§ **Problem statement**
This task calls for every entry below to be repeated exactly, without the pictures.

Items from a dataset
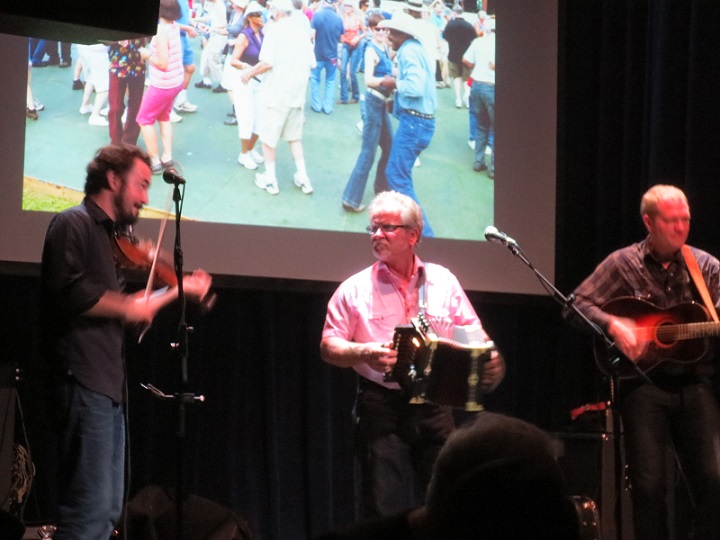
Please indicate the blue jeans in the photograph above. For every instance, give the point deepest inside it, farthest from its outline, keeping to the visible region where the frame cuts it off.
(328, 103)
(350, 62)
(376, 131)
(688, 414)
(482, 107)
(398, 444)
(473, 130)
(413, 135)
(91, 463)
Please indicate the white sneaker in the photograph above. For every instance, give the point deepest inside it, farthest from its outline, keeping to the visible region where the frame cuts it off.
(257, 156)
(99, 121)
(185, 106)
(303, 182)
(175, 117)
(247, 161)
(268, 184)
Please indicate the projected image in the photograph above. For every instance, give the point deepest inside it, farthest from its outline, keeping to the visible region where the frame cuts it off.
(68, 121)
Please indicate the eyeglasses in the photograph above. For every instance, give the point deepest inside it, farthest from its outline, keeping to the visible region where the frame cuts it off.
(674, 221)
(384, 227)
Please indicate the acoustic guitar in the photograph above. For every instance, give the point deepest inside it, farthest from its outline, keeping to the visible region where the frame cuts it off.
(677, 334)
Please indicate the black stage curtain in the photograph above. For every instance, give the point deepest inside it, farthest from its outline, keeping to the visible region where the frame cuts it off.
(638, 105)
(637, 100)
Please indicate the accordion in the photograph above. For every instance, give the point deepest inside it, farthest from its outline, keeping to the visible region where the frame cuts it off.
(439, 370)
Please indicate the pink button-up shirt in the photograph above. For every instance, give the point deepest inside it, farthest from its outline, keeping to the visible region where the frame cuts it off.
(369, 305)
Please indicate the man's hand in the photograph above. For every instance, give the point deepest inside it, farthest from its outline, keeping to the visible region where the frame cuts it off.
(197, 285)
(380, 357)
(626, 338)
(493, 371)
(388, 82)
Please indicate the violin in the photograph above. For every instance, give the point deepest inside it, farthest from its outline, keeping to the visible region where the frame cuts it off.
(135, 255)
(131, 254)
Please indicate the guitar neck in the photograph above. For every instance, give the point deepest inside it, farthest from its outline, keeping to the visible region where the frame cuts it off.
(675, 332)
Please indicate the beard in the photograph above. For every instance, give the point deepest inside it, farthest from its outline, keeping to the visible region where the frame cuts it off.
(124, 211)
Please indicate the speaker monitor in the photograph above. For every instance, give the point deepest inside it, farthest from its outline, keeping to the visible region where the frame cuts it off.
(11, 528)
(588, 464)
(150, 515)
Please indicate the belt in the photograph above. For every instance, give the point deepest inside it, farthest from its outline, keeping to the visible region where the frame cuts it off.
(379, 94)
(424, 116)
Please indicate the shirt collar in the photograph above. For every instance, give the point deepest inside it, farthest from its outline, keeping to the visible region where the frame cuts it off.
(98, 214)
(648, 255)
(418, 270)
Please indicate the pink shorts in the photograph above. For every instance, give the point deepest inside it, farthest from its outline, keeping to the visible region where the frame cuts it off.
(156, 105)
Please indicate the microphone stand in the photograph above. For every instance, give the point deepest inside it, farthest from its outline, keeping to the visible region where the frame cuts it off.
(184, 397)
(617, 362)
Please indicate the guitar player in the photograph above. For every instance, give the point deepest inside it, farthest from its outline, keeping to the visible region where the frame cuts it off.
(678, 404)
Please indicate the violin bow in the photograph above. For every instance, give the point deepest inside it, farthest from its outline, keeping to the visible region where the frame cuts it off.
(151, 277)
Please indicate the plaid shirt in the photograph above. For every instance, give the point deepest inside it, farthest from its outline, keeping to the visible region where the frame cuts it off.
(634, 271)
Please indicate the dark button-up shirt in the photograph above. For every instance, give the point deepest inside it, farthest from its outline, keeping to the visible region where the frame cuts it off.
(78, 267)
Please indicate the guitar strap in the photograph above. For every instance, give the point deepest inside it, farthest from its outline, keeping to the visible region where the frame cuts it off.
(694, 269)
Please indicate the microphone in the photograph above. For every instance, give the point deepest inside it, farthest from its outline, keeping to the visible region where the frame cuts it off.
(493, 235)
(172, 177)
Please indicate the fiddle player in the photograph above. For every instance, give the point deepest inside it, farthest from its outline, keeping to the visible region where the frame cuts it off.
(398, 442)
(677, 405)
(83, 313)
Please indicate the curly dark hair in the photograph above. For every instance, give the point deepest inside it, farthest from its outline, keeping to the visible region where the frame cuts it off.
(118, 158)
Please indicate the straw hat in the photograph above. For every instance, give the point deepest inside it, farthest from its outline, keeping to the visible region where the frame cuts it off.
(401, 22)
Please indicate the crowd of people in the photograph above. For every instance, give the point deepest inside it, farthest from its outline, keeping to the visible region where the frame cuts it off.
(130, 86)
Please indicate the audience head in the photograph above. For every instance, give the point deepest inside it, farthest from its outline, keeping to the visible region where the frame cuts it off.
(498, 479)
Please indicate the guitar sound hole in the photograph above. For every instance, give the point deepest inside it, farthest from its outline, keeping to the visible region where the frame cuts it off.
(665, 338)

§ **Written answer**
Please indicate the blue jeans in the photograph above. For every instance, give the point deepest inside it, farthest from its outline, keeping to the visible region where the frame cuts it off.
(328, 103)
(350, 62)
(376, 131)
(688, 414)
(482, 107)
(398, 444)
(473, 130)
(413, 135)
(91, 463)
Please indicate the white sneaker in the photograph above. For every instance, give the point deepest inside it, farthest from its outline, keeping to the visible region where the frame cuts it off.
(257, 156)
(99, 121)
(185, 106)
(303, 182)
(175, 117)
(247, 161)
(268, 184)
Please indicate the projected image in the photograph above. For every instance, give the point deepest inside it, farthest from its outline, keeping to the visible region where the frame cuts it off.
(68, 121)
Please indicate the eyeglasses in the photograph above. For every instance, give the point deepest inside it, farthest from its outline, keeping to the visible region where the frame cuts it off.
(674, 221)
(384, 227)
Please indicate the acoustic guitar in the photograph above. For every instance, give the point deepest inside it, farthest from its outline, keeping to the visible region where the frame cuts it off.
(677, 334)
Please indicate the black stage curtain in the photograph above. For every instance, give the point deepest inside it, farthest from its outline, keeping to the visible region where the frame cuts it off.
(638, 105)
(637, 100)
Please indicate the accordion in the photograph above. For every instance, give the point deepest inside it, farthest from its outline, keeping to the visible region where the frame cuts it off.
(439, 370)
Please indicate the pink button-up shirt in the photograph above. For every instance, give the point deepest inside it, farthest from its outline, keeping to the visible region where the frame cuts it off.
(369, 305)
Please indicate the man's hand in the photograph above. For every instance, give the point deepest inside it, farthest from its outline, keeping to the visible region where the frame cuts it off.
(197, 285)
(380, 357)
(626, 338)
(493, 371)
(388, 82)
Please indicate the violin in the photograph above. For every instance, give the point deepest inside it, farthest from its outline, keeping to the visible region where the frame cuts it off.
(135, 255)
(131, 254)
Please indicate the guitar neck in the photograph above. For every instance, give the point deepest inside it, farthest from its outline, keeping to the visible region where the frame cuts it off.
(675, 332)
Please indicate the beard in the photograph above. For every instance, give the point deepest inside it, farthest from its outline, keeping to the visible region where the frame cuts it off.
(124, 211)
Please indicate the speaker monitor in the photograph above. For every instance, give the point deepest inside it, farthest from its outline, keeping to the visible region where the frame cuts it off.
(11, 528)
(588, 464)
(150, 515)
Please indicate the belt in the photograph above. For every instance, give the point deepest inside it, farthest from its outline, keeping to the visible region where the frame cuts it off.
(379, 94)
(424, 116)
Please indicate the shirt collar in the photograph above. For every instance, give the point deepest inside it, farthest from its outline, keeping to the visible region where the frame cuts it off.
(98, 214)
(648, 255)
(418, 270)
Please indicate the pink shorts in the photograph above. For every instance, give the point deepest inside it, farthest from its outline, keeping to the visible region where the frame cuts it off.
(156, 105)
Please indicate the microphone stand in the photograph above. For every instance, give the point deepest inside it, farthest from its outline, keeping to the visible region where the frame cuts it off.
(184, 397)
(617, 362)
Please indicate the guitar player in the photograph above. For every instance, give the point deepest inside it, farthest from its outline, keeping to the visible region where the frame cuts it off.
(678, 404)
Please indicate the violin bow in the photograph above. For every instance, give the point deepest inside it, farthest from its outline, keeping to the visible region where the frame cuts it off.
(151, 277)
Please indicate the plaid shirt in the photograph above. For every instance, give the point deepest inside it, farthest from its outline, keeping to the visible region where the frame cuts it off.
(634, 271)
Please indicate the dark button-up shirt in the photograph above. For every instance, give the point deepest inside it, farthest from its outline, keeping to the visible region where the frame cuts it off.
(78, 267)
Please indicate the guitar strap in the photograph above. For every instance, give the point deepest inside it, farthest from its outline, keeping to the visible region where the frame cuts it off.
(694, 269)
Please indicate the microphone in the photograph above. For every instance, give the point deepest inside it, farthest from its outline, keeping to the visible region where the frame cuts it off.
(493, 235)
(172, 177)
Please indicate the fiddle player in the photograph above. For every instance, give the point deepest inside it, farthest from its outline, keeping to the visible region where the frame cuts it off.
(398, 442)
(677, 405)
(83, 313)
Please indicate the curly dark hair in the photograph above. For every instance, give the point deepest inside it, farthest from its outline, keeping to the visible region where the frame cuts it off.
(118, 158)
Please indicate the straw hat in the photograph above. For every instance, give the point deepest inside it, farthest from its outline, keeping to the visible region where the frame cuts it off.
(401, 22)
Please indicate the crowd of people in the photograph above. For every instance, give the point deepest inside it, farthest from its outline, keeping to the visible region where the frame cuts it off.
(130, 86)
Please indicate the audience head in the photograph above. For every instance, give the point deepest inside it, farthest from its outline, keeping to the visible region where the frame cuts it off.
(498, 479)
Please indicate the guitar sound hole in the photograph above. For every instance, give the point deepest inside it, farthest from its outline, keeping to the visible region where the frame cuts it off.
(665, 338)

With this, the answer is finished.